Exercise: Gather every line in the data below that contains the word "eyeglasses", and copy each one out in full.

Segmentation data:
-------

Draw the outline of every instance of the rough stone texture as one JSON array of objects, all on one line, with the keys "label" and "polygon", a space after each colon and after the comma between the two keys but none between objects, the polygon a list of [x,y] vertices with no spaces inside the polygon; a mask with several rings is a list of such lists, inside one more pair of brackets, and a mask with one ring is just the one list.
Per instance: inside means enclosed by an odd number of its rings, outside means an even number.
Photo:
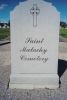
[{"label": "rough stone texture", "polygon": [[[63,49],[62,50],[63,52],[61,52],[63,46],[65,50]],[[67,44],[60,43],[59,54],[60,56],[63,54],[63,56],[65,56],[65,58],[67,59],[66,50],[67,50]],[[59,58],[62,59],[61,57]],[[67,100],[66,69],[60,78],[61,87],[55,90],[49,90],[49,89],[11,90],[8,88],[9,78],[10,78],[10,45],[7,44],[4,46],[0,46],[0,100]]]}]

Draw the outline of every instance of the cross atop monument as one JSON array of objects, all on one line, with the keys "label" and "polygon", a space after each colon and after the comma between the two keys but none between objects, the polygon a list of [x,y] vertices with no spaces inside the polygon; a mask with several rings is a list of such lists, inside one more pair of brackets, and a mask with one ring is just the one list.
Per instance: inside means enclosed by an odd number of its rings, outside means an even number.
[{"label": "cross atop monument", "polygon": [[40,13],[40,9],[37,7],[37,4],[33,4],[33,7],[30,9],[30,13],[33,15],[33,26],[37,27],[37,15]]}]

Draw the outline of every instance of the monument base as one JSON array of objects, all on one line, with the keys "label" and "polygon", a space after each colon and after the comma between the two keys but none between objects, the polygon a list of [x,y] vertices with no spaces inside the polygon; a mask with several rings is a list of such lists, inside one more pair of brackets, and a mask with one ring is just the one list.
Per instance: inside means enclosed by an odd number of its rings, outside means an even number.
[{"label": "monument base", "polygon": [[57,74],[15,74],[10,76],[9,88],[11,89],[56,89],[58,87]]}]

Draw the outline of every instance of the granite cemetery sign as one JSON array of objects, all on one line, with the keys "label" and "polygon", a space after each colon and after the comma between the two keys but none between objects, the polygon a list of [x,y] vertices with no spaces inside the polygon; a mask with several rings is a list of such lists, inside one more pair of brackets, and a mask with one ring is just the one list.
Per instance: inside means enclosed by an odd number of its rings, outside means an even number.
[{"label": "granite cemetery sign", "polygon": [[10,88],[57,88],[60,14],[43,0],[27,0],[11,12]]}]

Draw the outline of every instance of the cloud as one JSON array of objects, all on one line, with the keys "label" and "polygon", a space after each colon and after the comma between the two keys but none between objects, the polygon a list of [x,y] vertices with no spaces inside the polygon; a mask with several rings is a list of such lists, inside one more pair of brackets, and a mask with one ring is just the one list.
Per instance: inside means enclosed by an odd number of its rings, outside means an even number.
[{"label": "cloud", "polygon": [[7,7],[8,5],[7,4],[1,4],[0,5],[0,10],[3,10],[5,7]]}]

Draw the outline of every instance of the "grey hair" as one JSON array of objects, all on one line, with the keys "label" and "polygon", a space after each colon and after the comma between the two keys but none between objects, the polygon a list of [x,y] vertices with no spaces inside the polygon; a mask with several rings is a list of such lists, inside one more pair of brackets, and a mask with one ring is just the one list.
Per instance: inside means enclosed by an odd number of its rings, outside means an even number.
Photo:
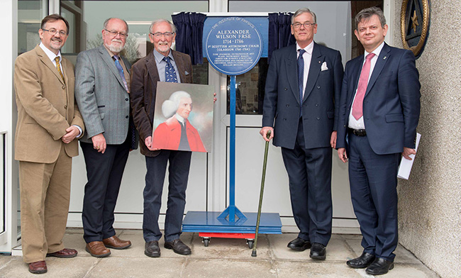
[{"label": "grey hair", "polygon": [[170,96],[170,99],[165,101],[162,104],[162,113],[168,118],[174,115],[179,108],[179,102],[182,98],[191,99],[191,95],[184,91],[177,91]]},{"label": "grey hair", "polygon": [[102,25],[102,28],[104,29],[107,29],[107,24],[109,24],[109,22],[111,19],[120,19],[121,21],[123,21],[125,23],[125,26],[126,26],[126,33],[128,33],[129,28],[128,28],[128,23],[125,21],[124,19],[118,18],[109,18],[104,21],[104,23]]},{"label": "grey hair", "polygon": [[167,21],[166,19],[163,19],[163,18],[157,19],[157,20],[153,21],[152,22],[152,24],[150,24],[150,27],[149,28],[149,32],[152,33],[152,29],[154,28],[154,25],[155,25],[157,23],[160,23],[161,22],[166,22],[168,24],[170,24],[170,26],[171,26],[172,33],[176,33],[176,26],[174,26],[174,24],[173,24],[171,21]]},{"label": "grey hair", "polygon": [[357,16],[355,16],[355,30],[358,30],[359,23],[362,22],[362,21],[367,21],[374,15],[378,16],[378,18],[379,18],[379,22],[381,23],[381,27],[384,28],[384,26],[386,25],[386,18],[384,17],[384,13],[382,12],[382,10],[378,7],[371,7],[364,9],[359,11]]},{"label": "grey hair", "polygon": [[301,8],[298,11],[294,12],[294,14],[291,16],[291,24],[294,22],[294,18],[304,13],[309,13],[312,16],[312,18],[313,19],[313,23],[317,24],[317,16],[316,16],[316,13],[313,11],[309,10],[307,8]]}]

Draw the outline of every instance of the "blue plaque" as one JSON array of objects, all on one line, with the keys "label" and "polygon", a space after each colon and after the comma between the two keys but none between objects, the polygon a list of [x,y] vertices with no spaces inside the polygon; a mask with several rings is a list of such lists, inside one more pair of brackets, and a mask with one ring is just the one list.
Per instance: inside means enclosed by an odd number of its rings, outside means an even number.
[{"label": "blue plaque", "polygon": [[242,74],[256,65],[262,53],[262,38],[255,26],[240,17],[214,24],[206,40],[206,53],[213,67],[228,75]]}]

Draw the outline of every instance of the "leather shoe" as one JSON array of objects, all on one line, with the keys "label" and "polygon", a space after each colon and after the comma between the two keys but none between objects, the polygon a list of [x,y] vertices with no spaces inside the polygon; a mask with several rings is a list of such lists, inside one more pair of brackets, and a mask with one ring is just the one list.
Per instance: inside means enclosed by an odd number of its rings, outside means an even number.
[{"label": "leather shoe", "polygon": [[365,272],[370,275],[385,274],[394,268],[394,262],[388,261],[382,257],[377,257]]},{"label": "leather shoe", "polygon": [[152,240],[145,243],[144,245],[144,254],[152,257],[160,257],[160,248],[158,246],[158,241]]},{"label": "leather shoe", "polygon": [[352,268],[365,268],[373,262],[374,258],[374,255],[363,252],[360,257],[349,260],[346,264]]},{"label": "leather shoe", "polygon": [[165,243],[164,247],[167,249],[172,249],[175,253],[179,255],[191,255],[191,248],[186,245],[180,239],[177,238],[170,243]]},{"label": "leather shoe", "polygon": [[325,246],[317,243],[312,244],[310,257],[313,260],[325,260],[326,257],[326,249]]},{"label": "leather shoe", "polygon": [[111,255],[111,250],[106,248],[102,241],[91,241],[87,243],[85,250],[91,256],[96,257],[104,257]]},{"label": "leather shoe", "polygon": [[34,274],[46,273],[48,270],[45,261],[33,262],[29,264],[29,272],[33,273]]},{"label": "leather shoe", "polygon": [[46,256],[67,258],[77,256],[77,252],[74,249],[64,248],[62,250],[55,252],[53,253],[48,253],[46,255]]},{"label": "leather shoe", "polygon": [[304,251],[306,249],[309,249],[311,248],[311,242],[309,240],[304,240],[300,238],[296,238],[290,241],[287,247],[291,248],[295,251]]},{"label": "leather shoe", "polygon": [[125,249],[131,246],[130,240],[122,240],[116,235],[104,238],[102,240],[102,243],[104,243],[104,246],[106,248],[113,249]]}]

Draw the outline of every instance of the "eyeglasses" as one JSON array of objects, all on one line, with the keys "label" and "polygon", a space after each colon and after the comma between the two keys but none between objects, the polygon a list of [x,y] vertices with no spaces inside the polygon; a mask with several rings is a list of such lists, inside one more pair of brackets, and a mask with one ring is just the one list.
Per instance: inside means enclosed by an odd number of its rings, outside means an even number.
[{"label": "eyeglasses", "polygon": [[46,30],[46,29],[42,29],[44,31],[47,31],[50,33],[51,35],[55,35],[57,33],[59,33],[62,36],[65,36],[67,35],[67,32],[61,30],[60,31],[58,31],[56,29],[50,29],[50,30]]},{"label": "eyeglasses", "polygon": [[294,27],[296,29],[299,29],[301,28],[301,26],[302,25],[304,26],[304,28],[309,28],[309,26],[313,26],[317,23],[311,23],[310,22],[304,22],[304,23],[300,23],[299,22],[296,22],[296,23],[291,24],[293,27]]},{"label": "eyeglasses", "polygon": [[109,32],[109,33],[110,33],[111,35],[112,35],[112,36],[113,36],[113,37],[116,37],[117,35],[120,35],[120,38],[126,38],[126,37],[128,36],[128,34],[126,34],[126,33],[121,33],[121,32],[117,32],[117,31],[109,31],[109,30],[107,30],[107,29],[104,29],[104,30],[105,30],[106,32]]},{"label": "eyeglasses", "polygon": [[160,38],[162,35],[165,35],[166,38],[171,38],[172,35],[174,32],[165,32],[165,33],[160,33],[160,32],[157,32],[157,33],[151,33],[150,35],[153,35],[155,38]]}]

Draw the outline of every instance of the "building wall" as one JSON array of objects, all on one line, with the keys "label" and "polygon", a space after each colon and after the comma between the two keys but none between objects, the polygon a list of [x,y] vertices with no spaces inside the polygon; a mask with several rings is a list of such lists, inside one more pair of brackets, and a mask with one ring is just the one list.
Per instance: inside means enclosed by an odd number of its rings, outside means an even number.
[{"label": "building wall", "polygon": [[[421,133],[409,181],[399,182],[399,242],[442,277],[461,277],[461,2],[431,1],[428,40],[416,60]],[[395,46],[401,0],[394,2]]]}]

-------

The result:
Draw the outline of every instance of the "eyeglasses" as one JSON array of objects, all on one line, with the keys "label" and "polygon", a space after each colon and after the comma between the two keys but none between objects, the polygon a list of [x,y] vertices with no spaces inside the polygon; a mask with several rings is a list of such lists, inside one more pair of brackets, and a mask with one ring is just the one list.
[{"label": "eyeglasses", "polygon": [[46,30],[46,29],[42,29],[44,31],[47,31],[50,33],[51,35],[55,35],[57,33],[59,33],[62,36],[65,36],[67,35],[67,32],[61,30],[60,31],[58,31],[56,29],[50,29],[50,30]]},{"label": "eyeglasses", "polygon": [[294,27],[296,29],[299,29],[301,28],[301,26],[302,25],[304,26],[304,28],[309,28],[309,26],[313,26],[317,23],[311,23],[310,22],[304,22],[304,23],[300,23],[299,22],[296,22],[296,23],[291,24],[293,27]]},{"label": "eyeglasses", "polygon": [[109,32],[109,33],[110,33],[111,35],[112,35],[112,36],[113,36],[113,37],[116,37],[117,35],[120,35],[120,38],[126,38],[126,37],[128,36],[128,34],[126,34],[126,33],[121,33],[121,32],[117,32],[117,31],[109,31],[109,30],[107,30],[107,29],[104,29],[104,30],[105,30],[106,32]]},{"label": "eyeglasses", "polygon": [[160,38],[162,35],[165,35],[166,38],[171,38],[172,35],[174,32],[165,32],[165,33],[160,33],[160,32],[157,32],[157,33],[151,33],[150,35],[153,35],[155,38]]}]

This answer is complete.